ENTRIES:
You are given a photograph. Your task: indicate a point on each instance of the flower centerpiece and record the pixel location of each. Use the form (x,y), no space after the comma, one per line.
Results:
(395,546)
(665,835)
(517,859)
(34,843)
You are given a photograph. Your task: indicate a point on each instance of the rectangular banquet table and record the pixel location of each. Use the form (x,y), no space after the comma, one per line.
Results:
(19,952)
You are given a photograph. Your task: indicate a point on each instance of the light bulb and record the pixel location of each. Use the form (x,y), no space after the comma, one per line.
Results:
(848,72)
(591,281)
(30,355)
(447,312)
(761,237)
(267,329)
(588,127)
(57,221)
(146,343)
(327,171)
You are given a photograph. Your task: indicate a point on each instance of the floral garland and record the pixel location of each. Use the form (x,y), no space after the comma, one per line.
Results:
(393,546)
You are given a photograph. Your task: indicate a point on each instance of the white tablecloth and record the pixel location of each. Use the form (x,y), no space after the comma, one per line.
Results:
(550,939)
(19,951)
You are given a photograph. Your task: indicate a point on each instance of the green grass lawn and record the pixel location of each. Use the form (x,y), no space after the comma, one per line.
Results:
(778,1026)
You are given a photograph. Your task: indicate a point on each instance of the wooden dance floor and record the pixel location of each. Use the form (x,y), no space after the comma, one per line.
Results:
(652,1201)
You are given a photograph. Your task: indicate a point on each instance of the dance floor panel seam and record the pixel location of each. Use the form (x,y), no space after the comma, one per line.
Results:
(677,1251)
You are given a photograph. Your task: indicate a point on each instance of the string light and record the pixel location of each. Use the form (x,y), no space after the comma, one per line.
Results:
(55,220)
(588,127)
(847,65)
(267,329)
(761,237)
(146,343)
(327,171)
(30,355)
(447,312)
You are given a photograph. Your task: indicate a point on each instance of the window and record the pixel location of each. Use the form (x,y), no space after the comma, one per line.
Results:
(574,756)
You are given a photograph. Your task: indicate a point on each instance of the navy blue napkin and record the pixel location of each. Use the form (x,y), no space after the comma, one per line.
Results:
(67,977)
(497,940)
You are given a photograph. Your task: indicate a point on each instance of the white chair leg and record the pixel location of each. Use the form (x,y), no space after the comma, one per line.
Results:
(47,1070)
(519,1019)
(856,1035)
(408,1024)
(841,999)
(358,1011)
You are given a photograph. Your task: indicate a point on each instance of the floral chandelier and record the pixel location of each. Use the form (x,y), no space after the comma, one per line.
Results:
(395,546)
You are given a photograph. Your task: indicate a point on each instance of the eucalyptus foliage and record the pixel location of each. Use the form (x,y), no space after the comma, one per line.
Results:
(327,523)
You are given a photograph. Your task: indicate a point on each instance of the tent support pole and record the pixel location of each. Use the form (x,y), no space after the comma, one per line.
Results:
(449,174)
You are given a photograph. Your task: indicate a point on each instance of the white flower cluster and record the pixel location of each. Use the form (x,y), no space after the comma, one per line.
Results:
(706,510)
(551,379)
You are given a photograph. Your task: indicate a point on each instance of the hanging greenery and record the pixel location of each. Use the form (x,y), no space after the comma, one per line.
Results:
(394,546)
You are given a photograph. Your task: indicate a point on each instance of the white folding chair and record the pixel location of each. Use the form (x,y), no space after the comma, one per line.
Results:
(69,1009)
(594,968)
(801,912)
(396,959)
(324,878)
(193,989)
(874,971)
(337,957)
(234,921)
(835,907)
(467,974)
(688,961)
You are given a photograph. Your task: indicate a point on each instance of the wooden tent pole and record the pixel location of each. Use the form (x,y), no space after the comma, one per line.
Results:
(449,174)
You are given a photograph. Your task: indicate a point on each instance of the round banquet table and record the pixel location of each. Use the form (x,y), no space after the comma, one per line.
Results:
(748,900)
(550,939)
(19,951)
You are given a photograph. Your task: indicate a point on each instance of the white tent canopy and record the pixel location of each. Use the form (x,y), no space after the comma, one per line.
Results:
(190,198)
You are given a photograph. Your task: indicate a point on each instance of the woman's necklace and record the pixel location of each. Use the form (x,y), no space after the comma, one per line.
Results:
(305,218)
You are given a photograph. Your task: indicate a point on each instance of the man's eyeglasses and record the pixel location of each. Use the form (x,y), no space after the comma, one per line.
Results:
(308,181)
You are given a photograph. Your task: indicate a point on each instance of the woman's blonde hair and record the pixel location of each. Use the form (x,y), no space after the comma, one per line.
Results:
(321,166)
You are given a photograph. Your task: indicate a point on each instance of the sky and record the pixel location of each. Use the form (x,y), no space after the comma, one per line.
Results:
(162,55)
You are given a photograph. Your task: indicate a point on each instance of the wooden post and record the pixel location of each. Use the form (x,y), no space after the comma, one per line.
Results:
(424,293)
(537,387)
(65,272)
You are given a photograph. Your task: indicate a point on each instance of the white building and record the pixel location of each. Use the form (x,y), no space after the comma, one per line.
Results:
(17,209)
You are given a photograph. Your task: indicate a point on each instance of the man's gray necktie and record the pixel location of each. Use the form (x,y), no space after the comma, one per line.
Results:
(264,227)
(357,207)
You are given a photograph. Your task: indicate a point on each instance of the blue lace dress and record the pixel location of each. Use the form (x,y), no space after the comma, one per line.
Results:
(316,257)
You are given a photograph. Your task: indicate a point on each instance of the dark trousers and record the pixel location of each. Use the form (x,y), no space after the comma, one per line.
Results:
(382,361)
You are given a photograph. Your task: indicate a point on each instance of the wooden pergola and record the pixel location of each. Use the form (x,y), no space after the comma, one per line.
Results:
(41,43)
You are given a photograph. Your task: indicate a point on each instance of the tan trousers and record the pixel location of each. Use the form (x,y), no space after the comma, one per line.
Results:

---

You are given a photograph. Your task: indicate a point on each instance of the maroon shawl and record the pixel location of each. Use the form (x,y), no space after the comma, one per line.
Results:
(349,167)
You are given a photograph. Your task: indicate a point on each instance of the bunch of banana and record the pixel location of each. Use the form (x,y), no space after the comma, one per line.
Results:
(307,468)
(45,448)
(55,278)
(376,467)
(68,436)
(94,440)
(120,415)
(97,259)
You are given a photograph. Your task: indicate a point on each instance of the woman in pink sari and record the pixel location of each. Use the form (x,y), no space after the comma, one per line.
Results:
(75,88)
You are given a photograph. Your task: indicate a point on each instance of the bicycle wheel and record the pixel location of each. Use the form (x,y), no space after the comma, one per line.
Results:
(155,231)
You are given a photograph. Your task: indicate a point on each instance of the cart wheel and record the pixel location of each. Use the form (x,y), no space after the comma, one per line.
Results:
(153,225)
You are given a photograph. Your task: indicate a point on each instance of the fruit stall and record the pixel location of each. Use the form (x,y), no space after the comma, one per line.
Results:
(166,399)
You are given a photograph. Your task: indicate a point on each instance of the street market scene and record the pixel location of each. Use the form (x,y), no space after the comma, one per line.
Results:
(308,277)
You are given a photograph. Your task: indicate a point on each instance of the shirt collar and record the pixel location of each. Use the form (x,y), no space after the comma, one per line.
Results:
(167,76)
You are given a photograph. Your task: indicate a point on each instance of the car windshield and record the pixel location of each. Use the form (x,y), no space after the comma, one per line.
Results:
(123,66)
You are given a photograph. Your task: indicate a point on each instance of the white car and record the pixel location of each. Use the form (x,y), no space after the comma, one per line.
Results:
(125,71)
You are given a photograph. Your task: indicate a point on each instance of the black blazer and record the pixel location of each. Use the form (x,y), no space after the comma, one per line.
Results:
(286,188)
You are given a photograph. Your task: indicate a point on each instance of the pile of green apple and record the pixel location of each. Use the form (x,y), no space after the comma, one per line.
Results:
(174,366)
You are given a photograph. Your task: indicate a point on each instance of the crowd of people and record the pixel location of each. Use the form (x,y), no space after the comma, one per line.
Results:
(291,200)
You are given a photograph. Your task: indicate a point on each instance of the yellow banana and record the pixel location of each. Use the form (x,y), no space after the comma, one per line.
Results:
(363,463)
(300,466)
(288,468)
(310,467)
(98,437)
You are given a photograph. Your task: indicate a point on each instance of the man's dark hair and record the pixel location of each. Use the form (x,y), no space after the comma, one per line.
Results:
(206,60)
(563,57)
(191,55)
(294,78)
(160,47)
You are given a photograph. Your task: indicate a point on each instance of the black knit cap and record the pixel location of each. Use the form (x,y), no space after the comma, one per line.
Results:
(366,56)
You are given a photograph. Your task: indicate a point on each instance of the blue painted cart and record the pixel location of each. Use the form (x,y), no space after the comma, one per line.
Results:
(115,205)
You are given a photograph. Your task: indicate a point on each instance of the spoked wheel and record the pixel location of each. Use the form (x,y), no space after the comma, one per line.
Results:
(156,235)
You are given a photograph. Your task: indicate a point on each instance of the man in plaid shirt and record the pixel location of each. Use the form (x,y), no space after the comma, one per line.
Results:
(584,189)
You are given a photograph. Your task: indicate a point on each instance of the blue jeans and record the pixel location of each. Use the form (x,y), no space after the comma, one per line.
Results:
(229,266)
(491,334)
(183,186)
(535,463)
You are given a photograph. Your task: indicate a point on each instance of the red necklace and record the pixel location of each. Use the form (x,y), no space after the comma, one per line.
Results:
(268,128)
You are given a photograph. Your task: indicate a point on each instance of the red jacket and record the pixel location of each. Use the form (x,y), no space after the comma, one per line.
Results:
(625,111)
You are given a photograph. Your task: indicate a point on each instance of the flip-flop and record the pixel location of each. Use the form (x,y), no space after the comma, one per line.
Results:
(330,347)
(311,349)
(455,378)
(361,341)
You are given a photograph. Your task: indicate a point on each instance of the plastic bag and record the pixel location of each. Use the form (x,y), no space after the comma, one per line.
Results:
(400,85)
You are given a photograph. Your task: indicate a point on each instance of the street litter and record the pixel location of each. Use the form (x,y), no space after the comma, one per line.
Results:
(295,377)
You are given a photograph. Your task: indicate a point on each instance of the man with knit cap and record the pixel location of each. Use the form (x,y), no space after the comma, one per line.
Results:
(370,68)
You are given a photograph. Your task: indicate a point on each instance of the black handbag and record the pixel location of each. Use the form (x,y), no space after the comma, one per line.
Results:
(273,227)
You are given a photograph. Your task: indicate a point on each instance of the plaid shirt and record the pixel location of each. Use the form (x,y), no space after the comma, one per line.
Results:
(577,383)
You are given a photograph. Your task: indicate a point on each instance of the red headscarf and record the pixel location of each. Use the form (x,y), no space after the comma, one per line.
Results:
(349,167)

--

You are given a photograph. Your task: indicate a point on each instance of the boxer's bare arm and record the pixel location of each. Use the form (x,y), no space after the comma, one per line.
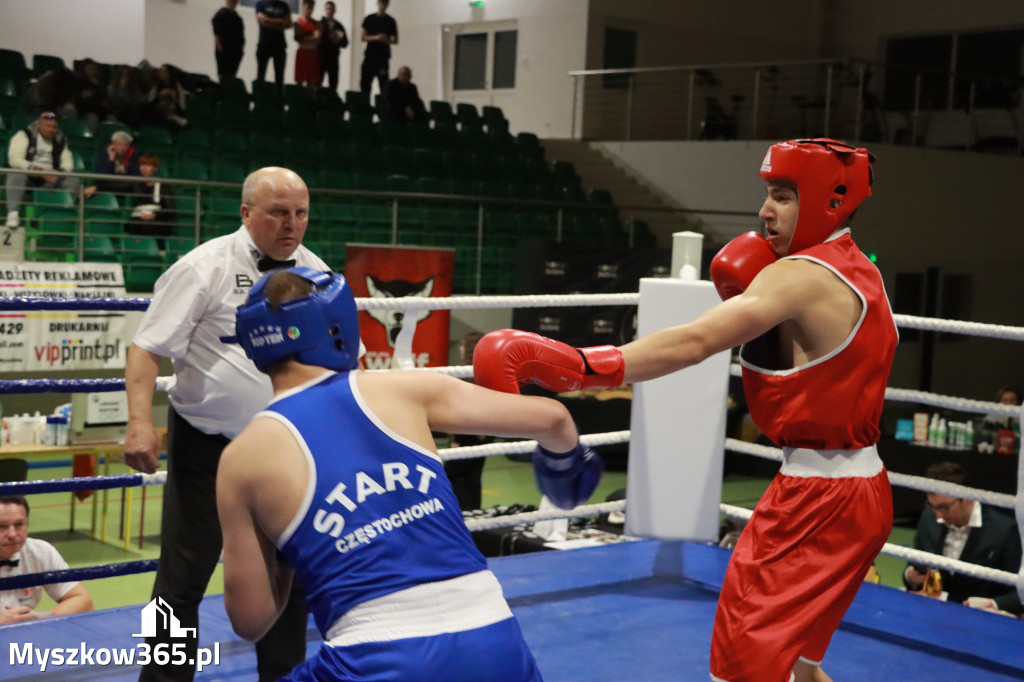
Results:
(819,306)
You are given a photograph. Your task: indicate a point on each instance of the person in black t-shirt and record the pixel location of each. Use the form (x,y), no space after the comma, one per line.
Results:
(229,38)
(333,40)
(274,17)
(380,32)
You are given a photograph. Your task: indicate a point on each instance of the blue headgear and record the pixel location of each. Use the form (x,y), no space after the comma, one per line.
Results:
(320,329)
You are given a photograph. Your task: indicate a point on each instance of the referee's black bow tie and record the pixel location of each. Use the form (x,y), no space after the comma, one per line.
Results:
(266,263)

SET TASK: Which lines of the listing above contain the string "plaid"? Pick out each of them in full, treating case as significant.

WORKED ANSWER:
You are given a photograph. Your task: indicate a point on each instance of the man in plaid shirt and record the pixel location of each. Use the form (x,y), no space after the comma, one per line.
You are given a photograph. Your task: indicate a point on each instance of the plaid shirt and record the pixel location of each. Use the form (x,y), no space after the comma, one per line.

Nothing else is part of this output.